Source extract
## Begin

Adrenaline rushed through my veins. My opponent, still unconscious, was being transported out of the ring in a gurney. The small crowd cheered, as my Thai coach held my gloved hand in the air while he swung a towel around violently. We stepped out of the ring, and he told me “Dee Mak, Victor!” which translates to “Very good, Victor!” He then said, in his broken English, “Can fight Friday, no?”
My eyes widened. After only a month at the Muay Thai camp, located on the outskirts of Bangkok, Thailand, 8,000 miles from my hometown of Los Angeles, I had learned that a sentence that ended with a “no?” wasn’t a question. It was a “polite” statement. He wanted me to fight again in 6 days. Still buzzing with the excitement of having just won my Thailand debut, I simply nodded with a smile and said, “Can.”

## End

Problem to work on
List every place name that appears in the Muay Thai passage. The data that follows comes from a different source than the passage above.

Dataset excerpt
## Begin

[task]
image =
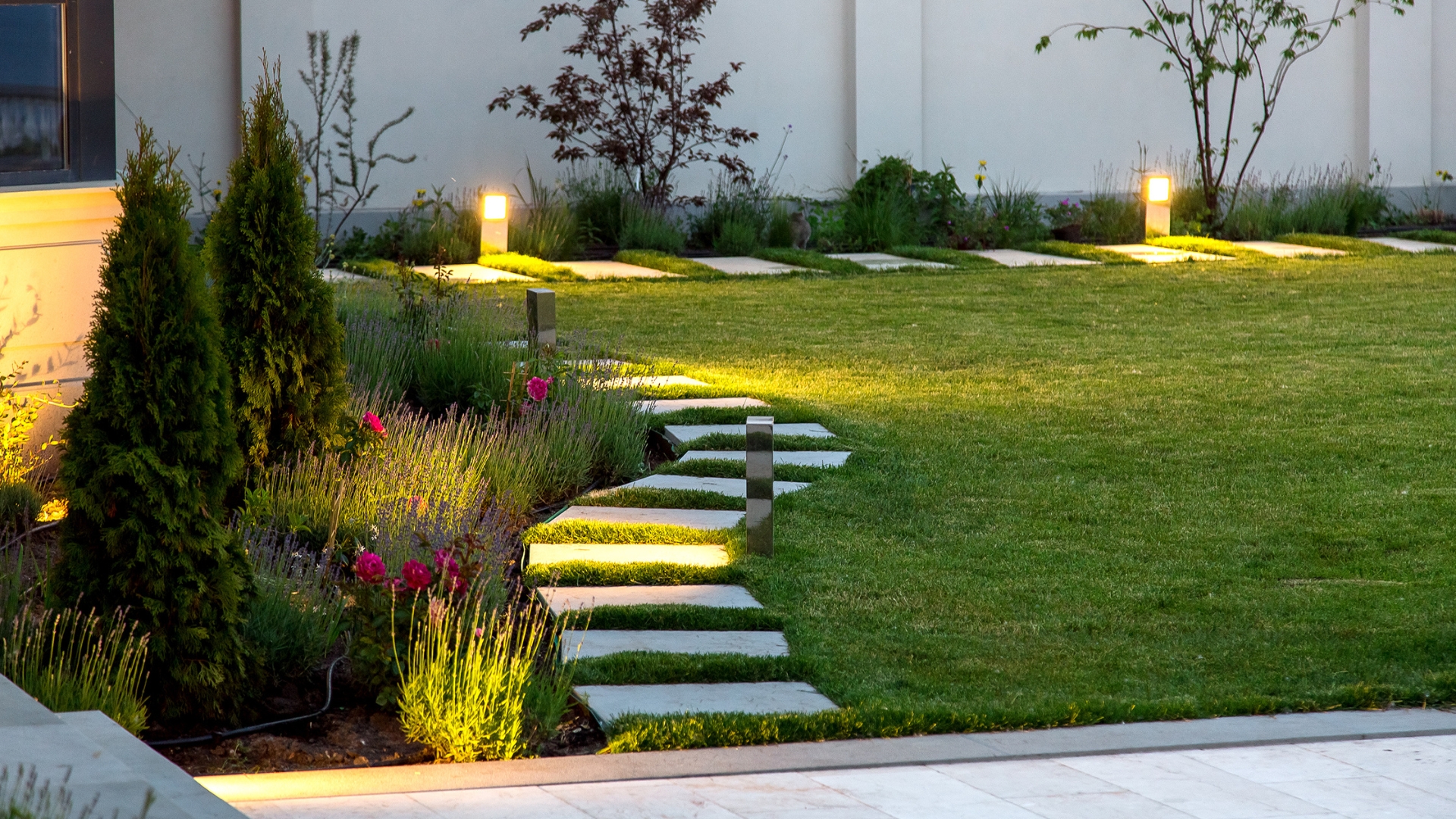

## End

Solution to this exercise
Bangkok, Thailand, Los Angeles